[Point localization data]
──────────────────────────────
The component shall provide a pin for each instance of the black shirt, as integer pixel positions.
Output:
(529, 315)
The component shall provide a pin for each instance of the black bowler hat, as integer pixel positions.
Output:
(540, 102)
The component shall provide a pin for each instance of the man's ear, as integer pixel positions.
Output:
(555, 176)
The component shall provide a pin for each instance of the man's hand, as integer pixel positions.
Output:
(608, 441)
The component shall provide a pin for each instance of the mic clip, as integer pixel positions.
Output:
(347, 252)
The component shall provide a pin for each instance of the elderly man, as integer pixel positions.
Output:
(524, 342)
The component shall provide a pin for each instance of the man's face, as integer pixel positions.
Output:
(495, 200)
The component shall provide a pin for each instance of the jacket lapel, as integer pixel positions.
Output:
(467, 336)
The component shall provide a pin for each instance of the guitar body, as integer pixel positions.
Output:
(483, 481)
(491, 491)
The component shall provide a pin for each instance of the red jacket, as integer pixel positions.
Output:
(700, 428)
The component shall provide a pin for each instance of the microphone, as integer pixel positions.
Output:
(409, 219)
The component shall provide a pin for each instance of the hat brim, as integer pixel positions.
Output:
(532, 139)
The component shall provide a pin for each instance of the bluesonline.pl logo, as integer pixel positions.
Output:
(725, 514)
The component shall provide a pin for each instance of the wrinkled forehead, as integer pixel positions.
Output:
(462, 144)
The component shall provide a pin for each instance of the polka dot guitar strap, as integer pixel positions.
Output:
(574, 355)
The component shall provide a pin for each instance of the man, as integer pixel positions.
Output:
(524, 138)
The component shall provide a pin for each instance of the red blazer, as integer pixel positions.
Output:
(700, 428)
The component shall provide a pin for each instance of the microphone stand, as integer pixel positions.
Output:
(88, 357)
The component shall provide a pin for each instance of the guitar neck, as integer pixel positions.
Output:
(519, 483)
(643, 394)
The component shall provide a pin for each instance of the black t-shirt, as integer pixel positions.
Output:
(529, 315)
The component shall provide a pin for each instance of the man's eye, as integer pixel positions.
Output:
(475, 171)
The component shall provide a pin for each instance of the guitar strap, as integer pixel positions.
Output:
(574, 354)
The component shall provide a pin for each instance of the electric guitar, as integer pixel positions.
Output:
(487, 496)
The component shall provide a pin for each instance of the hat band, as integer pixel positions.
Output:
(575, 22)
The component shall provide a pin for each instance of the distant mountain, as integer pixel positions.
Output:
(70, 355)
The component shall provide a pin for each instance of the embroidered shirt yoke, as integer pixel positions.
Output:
──────────────────────────────
**WHAT IS REQUIRED:** What you give back should match the entries above exactly.

**OUTPUT:**
The component shall provide a pin for each instance of the black shirt, as integer pixel positions.
Output:
(529, 315)
The component shall provide a pin for each instance of the black bowler hat, as integer pixel positions.
Output:
(540, 102)
The component shall provide a pin for each instance of the man's ear, as integer pixel positions.
Output:
(555, 176)
The component shall provide a pin for each instance of the man's hand, as integer pixel positions.
Output:
(608, 441)
The component shall provide a pin for each instance of the mic clip, as integer pixel positions.
Output:
(347, 252)
The component shall provide a pin for each instance of the elderly man, as integer pixel positions.
Output:
(524, 342)
The component shall provide a pin for each instance of the man's face, as integer pixel positions.
Output:
(495, 200)
The component shall provide a pin for each instance of the jacket lapel, as integer pixel positions.
Output:
(467, 336)
The component shall provide a pin for each instance of the guitar body, as integer pixel positions.
Output:
(483, 481)
(491, 491)
The component shall provide a pin for each instance of the red jacket, as integer pixel positions.
Output:
(700, 428)
The component shall provide a pin for each instance of the microphone, as integer pixel positions.
Output:
(409, 219)
The component shall provide a pin for each instance of the hat brim, as integer pixel positions.
Output:
(532, 139)
The component shall provide a pin for each instance of the bluesonline.pl logo, as integer pixel positions.
Output:
(725, 514)
The component shall provide a pin for each instance of the wrinkled forehead, as integer pixel positions.
Output:
(462, 144)
The component shall provide a pin for each instance of the polka dot guitar strap, as integer pixel positions.
Output:
(574, 355)
The component shall provide a pin for each instance of the man, as integer pixel positions.
Output:
(524, 138)
The component shall provide a pin for each instance of the red blazer, as integer pixel positions.
Output:
(700, 428)
The component shall provide a pin for each instance of the microphone stand, as integer pixel positions.
Output:
(88, 357)
The component shall provide a pin for each instance of the guitar neck, as integer pixel positions.
Output:
(519, 483)
(643, 394)
The component shall provide a pin for each instance of the black t-shirt, as integer pixel positions.
Output:
(529, 315)
The component shall provide a pin for each instance of the man's eye, as integer pixel positions.
Output:
(475, 171)
The component shall provide a pin for each instance of the guitar strap, as integer pixel positions.
Output:
(574, 354)
The component shall provide a pin for each instance of the electric guitar, as integer pixel positions.
Output:
(487, 496)
The component shall provide a pin for each instance of the hat band, as integer pixel positions.
Output:
(575, 22)
The component shall provide a pin for each instance of the distant mountain, as integer pixel positions.
Output:
(70, 355)
The component shall provide a pin for each instance of the embroidered shirt yoke, as integer pixel positions.
Output:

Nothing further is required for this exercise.